▸ **THE REQUEST**
Please retype the passage of the guide on contacting professors that opens with the words "- No evidence" and closes with "but vague communication.".

▸ **SELECTION**

* start *

Red flags that weaken your first impression
Some mistakes can make a candidate look less serious even when the student has good potential. These are avoidable with careful preparation.
- Generic mass emails: Messages that could be sent to any professor are easy to ignore.
- No field-level connection: Exact topic matching is not required, but contacting a lab in a completely unrelated field suggests poor preparation.
- No evidence of reading the lab website: Even one short sentence about a specific lab topic can greatly improve the impression.
- Unclear CV: If your degree, research topic, and skills are hard to find, the professor may not continue reading.
- Overly long interview answers: A long personal history can be less effective than a short, clear explanation of your research and motivation.
- Unrealistic funding assumptions: Do not assume that a professor can personally provide a scholarship or salary.
- Poor interview setup: A noisy environment, unstable connection, or no preparation can damage the impression.
These points do not mean that only polished students are accepted. Rather, they show that basic preparation matters. A student who is not perfect but clearly prepared may look more promising than a student with better grades but vague communication.
Checklist before contacting a professor
Before sending your first email, check whether you can answer the following questions clearly.
- Have I identified a specific laboratory, not only a university?
- Can I explain the field-level connection between my background and this lab?
- Can I write one short sentence about which part of the lab’s research interests me?
- Is my CV updated, readable, and focused on academic evidence?
- Can I explain my previous research briefly in simple English?

* end *

▸ **RECORD EXTRACTS**
* start *

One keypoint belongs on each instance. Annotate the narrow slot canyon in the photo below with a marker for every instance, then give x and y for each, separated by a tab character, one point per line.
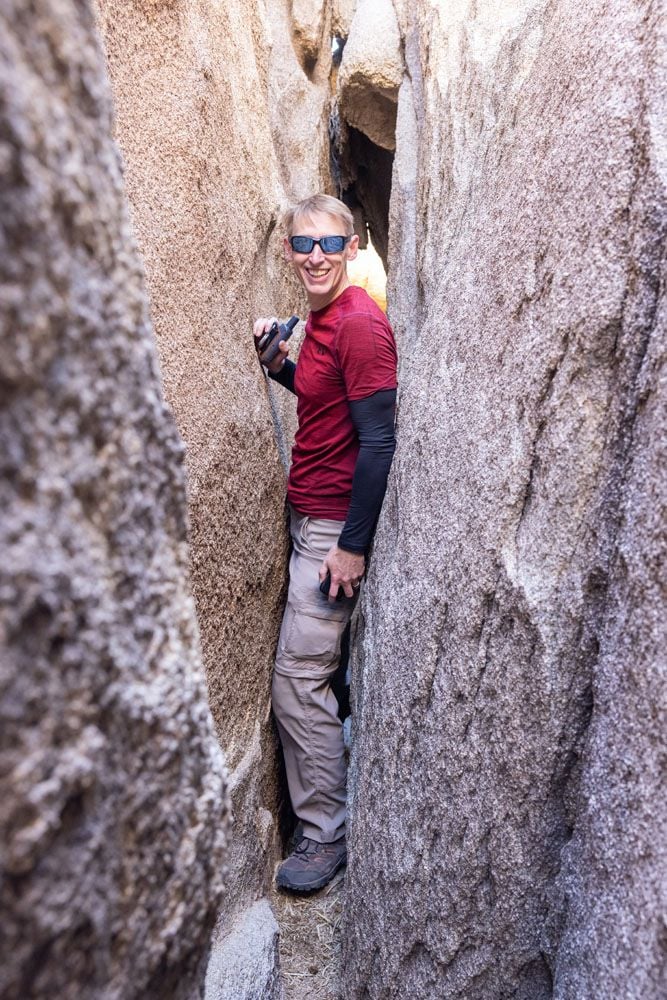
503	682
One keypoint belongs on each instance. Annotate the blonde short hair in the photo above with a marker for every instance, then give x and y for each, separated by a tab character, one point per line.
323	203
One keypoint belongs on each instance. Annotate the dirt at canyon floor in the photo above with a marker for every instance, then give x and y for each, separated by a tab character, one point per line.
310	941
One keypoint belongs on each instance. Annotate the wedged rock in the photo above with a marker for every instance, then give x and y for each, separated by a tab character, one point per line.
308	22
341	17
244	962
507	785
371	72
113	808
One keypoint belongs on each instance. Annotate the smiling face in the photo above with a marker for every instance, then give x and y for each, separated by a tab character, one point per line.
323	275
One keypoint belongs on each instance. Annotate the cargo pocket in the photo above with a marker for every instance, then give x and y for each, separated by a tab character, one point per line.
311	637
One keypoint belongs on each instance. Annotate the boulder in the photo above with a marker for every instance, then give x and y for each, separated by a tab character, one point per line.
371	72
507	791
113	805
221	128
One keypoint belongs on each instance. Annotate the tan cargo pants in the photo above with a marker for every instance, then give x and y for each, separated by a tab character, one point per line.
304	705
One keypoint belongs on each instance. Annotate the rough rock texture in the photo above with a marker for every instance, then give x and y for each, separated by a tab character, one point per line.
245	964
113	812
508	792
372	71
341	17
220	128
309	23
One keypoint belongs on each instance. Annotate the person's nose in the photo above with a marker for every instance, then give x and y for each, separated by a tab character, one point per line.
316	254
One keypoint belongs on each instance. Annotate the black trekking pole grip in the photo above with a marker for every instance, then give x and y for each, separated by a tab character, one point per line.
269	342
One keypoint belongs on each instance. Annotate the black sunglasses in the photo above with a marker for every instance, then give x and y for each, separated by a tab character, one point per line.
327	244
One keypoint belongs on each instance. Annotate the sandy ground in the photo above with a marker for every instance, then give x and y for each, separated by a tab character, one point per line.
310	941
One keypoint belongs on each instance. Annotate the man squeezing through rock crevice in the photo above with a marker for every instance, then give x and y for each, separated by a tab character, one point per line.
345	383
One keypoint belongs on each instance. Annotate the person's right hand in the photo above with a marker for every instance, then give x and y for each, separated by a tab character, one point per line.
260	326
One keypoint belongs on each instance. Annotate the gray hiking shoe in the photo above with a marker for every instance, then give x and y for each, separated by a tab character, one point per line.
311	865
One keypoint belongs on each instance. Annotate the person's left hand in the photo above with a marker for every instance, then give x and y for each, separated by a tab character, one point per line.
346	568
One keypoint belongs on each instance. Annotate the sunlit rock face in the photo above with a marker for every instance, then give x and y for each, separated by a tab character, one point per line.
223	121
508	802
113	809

* end *

▸ **RESPONSE BELOW**
- No evidence of reading the lab website: Even one short sentence about a specific lab topic can greatly improve the impression.
- Unclear CV: If your degree, research topic, and skills are hard to find, the professor may not continue reading.
- Overly long interview answers: A long personal history can be less effective than a short, clear explanation of your research and motivation.
- Unrealistic funding assumptions: Do not assume that a professor can personally provide a scholarship or salary.
- Poor interview setup: A noisy environment, unstable connection, or no preparation can damage the impression.
These points do not mean that only polished students are accepted. Rather, they show that basic preparation matters. A student who is not perfect but clearly prepared may look more promising than a student with better grades but vague communication.